Dataset records
---+---
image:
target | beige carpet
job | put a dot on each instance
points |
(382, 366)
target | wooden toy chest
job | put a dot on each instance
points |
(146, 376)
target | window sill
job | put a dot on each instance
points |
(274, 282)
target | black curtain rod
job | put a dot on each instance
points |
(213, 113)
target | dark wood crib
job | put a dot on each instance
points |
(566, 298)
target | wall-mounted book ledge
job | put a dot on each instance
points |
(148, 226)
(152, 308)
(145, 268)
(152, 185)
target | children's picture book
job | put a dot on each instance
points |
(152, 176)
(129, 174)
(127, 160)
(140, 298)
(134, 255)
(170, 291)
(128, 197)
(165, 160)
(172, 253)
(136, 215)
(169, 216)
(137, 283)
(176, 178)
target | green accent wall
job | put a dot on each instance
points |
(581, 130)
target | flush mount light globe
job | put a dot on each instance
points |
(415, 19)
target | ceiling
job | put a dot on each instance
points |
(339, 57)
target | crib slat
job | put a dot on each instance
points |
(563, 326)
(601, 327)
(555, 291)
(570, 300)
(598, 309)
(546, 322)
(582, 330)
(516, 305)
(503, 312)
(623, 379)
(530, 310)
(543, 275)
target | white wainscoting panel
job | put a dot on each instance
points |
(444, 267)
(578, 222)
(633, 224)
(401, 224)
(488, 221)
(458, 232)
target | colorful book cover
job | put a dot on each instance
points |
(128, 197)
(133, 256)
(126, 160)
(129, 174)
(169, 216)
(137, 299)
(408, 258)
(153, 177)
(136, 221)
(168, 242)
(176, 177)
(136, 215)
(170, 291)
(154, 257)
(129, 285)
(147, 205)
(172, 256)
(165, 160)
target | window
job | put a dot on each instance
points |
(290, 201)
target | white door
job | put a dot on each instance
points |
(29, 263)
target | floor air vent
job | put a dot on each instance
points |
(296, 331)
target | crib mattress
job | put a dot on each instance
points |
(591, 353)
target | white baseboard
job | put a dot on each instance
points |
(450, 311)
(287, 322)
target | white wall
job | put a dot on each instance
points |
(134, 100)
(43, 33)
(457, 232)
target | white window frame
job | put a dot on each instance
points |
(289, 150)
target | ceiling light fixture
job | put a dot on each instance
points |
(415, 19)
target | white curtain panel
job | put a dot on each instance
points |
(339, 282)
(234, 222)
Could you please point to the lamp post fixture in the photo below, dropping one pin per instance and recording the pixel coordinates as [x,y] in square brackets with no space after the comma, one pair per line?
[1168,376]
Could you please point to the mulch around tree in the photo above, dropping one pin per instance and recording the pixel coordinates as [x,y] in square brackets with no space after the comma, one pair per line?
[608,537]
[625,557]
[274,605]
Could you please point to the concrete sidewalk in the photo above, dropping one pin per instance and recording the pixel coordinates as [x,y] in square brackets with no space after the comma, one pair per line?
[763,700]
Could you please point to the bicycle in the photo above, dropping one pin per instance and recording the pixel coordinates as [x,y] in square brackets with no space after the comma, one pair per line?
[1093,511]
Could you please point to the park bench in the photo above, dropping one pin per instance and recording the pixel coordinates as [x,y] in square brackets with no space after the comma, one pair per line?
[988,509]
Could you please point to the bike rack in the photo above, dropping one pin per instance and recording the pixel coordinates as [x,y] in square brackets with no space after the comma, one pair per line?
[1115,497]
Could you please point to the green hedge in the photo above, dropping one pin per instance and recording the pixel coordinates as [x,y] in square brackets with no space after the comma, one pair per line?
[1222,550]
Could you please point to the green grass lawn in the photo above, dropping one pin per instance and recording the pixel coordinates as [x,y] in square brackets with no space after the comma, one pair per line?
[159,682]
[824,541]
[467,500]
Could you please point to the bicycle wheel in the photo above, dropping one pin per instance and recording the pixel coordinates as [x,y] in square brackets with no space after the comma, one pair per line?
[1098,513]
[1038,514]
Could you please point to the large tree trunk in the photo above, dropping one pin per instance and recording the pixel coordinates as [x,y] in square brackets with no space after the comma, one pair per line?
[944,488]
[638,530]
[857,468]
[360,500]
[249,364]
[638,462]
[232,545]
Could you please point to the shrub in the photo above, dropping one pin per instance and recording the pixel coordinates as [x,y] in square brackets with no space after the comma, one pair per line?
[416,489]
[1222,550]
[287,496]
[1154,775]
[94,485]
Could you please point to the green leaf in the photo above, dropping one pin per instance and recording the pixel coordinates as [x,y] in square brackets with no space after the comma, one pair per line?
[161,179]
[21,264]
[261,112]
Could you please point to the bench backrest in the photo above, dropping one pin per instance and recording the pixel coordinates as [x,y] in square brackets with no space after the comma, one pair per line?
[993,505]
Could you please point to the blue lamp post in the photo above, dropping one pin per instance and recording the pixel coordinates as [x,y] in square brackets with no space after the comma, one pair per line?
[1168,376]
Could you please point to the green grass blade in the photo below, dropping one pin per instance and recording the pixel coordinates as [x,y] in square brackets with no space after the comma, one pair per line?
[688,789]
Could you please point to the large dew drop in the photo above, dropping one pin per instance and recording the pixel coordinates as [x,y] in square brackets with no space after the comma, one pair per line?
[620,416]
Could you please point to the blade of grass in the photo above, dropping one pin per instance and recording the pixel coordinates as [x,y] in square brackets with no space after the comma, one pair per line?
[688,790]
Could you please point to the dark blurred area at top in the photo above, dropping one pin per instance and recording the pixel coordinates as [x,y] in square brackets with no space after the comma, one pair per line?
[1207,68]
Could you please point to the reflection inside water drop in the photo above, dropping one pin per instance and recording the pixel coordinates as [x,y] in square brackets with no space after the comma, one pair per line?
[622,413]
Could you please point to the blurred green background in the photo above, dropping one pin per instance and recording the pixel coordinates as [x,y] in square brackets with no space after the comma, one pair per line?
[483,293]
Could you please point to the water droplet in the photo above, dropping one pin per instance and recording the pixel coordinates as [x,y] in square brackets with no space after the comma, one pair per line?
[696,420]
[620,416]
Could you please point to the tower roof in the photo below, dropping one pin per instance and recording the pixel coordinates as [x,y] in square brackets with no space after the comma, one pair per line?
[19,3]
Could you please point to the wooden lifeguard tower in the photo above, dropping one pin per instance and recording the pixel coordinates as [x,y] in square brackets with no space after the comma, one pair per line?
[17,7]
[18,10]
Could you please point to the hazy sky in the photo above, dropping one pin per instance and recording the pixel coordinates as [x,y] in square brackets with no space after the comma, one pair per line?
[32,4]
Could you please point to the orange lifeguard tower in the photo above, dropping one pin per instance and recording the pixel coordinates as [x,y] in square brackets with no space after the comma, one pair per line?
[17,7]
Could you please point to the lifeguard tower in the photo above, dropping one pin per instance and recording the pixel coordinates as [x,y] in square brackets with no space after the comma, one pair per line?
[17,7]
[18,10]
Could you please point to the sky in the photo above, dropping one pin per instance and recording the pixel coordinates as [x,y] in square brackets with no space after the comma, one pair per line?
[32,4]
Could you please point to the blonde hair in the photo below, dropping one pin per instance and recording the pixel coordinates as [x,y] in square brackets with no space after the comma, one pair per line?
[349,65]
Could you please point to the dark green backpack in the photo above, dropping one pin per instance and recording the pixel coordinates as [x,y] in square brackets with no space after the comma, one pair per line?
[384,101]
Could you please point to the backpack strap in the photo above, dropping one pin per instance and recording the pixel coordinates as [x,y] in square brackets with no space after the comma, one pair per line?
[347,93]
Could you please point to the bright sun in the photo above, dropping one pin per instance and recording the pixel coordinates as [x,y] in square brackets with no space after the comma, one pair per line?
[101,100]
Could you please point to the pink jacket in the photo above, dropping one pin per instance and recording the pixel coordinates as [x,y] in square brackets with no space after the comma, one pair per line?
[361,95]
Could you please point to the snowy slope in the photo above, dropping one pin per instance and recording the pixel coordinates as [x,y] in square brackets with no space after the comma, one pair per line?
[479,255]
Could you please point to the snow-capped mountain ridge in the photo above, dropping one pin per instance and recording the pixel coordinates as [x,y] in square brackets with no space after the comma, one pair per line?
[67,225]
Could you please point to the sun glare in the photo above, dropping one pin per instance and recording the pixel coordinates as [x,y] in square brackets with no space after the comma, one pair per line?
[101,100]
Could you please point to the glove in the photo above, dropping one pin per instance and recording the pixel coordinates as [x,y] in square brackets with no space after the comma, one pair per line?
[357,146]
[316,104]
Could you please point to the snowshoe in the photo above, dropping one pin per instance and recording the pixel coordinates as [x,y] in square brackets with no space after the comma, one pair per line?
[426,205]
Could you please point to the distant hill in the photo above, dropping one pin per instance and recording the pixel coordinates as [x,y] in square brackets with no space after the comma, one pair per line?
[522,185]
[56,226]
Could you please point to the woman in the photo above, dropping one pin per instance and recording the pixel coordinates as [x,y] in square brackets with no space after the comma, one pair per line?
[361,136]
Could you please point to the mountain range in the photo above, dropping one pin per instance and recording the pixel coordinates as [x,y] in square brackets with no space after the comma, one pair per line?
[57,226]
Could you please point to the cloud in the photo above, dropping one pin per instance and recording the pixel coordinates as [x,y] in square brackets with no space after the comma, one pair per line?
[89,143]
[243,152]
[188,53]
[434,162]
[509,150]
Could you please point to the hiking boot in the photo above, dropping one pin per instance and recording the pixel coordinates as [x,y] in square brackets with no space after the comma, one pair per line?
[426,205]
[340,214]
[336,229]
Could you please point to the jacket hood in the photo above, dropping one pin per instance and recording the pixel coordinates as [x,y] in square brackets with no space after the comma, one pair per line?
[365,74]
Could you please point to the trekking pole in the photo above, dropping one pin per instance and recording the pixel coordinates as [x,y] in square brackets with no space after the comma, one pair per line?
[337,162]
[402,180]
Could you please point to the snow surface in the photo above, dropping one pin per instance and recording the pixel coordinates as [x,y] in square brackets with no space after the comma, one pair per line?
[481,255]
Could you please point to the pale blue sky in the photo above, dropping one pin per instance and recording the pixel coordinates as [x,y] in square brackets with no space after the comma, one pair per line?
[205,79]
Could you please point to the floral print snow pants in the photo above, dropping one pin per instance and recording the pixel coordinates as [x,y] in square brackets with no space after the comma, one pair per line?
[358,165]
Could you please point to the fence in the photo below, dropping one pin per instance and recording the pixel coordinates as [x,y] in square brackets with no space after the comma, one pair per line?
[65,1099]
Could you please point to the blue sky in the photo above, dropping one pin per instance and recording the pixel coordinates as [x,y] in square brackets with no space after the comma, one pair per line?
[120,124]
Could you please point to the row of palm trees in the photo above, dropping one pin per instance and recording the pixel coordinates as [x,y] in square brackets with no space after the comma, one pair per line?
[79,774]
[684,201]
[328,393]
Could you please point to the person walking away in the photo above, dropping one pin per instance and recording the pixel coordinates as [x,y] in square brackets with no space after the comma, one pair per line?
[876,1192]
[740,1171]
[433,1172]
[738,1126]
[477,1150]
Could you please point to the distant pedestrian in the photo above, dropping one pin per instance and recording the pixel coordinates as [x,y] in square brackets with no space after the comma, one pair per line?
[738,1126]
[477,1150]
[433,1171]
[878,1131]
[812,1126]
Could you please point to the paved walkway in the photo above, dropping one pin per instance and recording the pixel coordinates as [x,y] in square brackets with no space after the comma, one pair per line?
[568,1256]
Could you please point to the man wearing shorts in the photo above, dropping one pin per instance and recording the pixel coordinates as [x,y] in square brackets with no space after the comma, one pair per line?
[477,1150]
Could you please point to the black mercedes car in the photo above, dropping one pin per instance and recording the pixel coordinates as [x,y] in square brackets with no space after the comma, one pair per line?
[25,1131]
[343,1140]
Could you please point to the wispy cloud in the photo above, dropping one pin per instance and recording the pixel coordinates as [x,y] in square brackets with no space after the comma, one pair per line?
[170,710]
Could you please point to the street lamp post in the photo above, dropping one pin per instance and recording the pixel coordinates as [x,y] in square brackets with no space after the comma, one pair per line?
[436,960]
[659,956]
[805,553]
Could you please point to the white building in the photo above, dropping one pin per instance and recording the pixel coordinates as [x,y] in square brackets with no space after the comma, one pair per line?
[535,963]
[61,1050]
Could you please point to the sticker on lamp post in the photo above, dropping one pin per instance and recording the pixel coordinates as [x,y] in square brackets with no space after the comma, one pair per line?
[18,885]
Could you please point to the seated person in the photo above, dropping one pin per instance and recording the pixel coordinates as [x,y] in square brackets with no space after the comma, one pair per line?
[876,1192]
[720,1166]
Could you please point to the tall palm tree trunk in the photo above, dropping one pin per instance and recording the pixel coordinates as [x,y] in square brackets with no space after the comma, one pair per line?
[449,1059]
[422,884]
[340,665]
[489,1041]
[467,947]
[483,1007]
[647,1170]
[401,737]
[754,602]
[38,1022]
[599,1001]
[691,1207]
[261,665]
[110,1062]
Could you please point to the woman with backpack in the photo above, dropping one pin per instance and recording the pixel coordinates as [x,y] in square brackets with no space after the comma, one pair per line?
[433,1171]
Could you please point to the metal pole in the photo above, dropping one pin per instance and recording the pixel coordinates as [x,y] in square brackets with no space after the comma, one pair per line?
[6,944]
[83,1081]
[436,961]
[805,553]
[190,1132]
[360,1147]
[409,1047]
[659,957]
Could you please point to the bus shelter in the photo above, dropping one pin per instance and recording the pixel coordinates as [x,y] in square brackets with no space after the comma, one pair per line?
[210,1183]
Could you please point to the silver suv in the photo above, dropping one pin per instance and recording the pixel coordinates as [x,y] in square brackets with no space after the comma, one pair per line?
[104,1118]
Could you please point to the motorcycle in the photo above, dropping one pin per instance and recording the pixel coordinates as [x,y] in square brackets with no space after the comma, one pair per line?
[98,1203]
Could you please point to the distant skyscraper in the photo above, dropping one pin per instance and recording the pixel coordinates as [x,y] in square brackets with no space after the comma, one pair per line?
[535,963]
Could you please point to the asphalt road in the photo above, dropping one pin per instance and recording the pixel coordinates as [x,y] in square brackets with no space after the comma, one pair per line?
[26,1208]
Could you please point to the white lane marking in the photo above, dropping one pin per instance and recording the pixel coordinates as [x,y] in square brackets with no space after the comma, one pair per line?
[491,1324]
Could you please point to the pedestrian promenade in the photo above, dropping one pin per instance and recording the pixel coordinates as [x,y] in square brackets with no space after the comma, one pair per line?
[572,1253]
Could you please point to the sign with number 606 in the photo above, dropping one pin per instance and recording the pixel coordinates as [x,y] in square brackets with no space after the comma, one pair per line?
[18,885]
---+---
WORK INSTRUCTIONS -
Exactly repeat the lines from the line that contains "Could you please point to the silver" to the end of the entries, both included, and leave out all other lines.

RESPONSE -
Could you please point to the silver suv in the photo above, dropping one pin per instance and recording the pixel coordinates as [x,y] in square brackets with no space after the comma, one pair per line?
[104,1118]
Could you please point to the motorcycle in the photo above, dropping one pin per instance and recording the pixel coordinates as [x,y] in square brackets with no space after the comma, one pair per line?
[98,1203]
Could you please point to the distant skyscraper in the photo above, dropping one pin per instance and recording the pixel coordinates as [x,y] in square brackets with no space after the comma, one pair per line?
[535,963]
Could you please point to the asphalt road in the photo above, dropping one pin per instance and recording the pixel coordinates as [x,y] in square brackets with no space after the comma, one pair per line?
[26,1208]
Could you please point to the white lane marking in the photo above, dropping one pin per instance and recording the pixel coordinates as [x,y] in square brackets with no space after the comma, one pair per line?
[491,1324]
Could you please point to the pedestrian promenade in the photo above, dropping one pin per instance and recording the pixel coordinates as [x,y] in square brackets with no space after the comma, one pair per line?
[572,1253]
Could you please point to the sign with number 606 in the photo above, dropping one pin per instance and recording the pixel coordinates as [x,y] in square brackets with no space after the comma, one pair per line?
[18,885]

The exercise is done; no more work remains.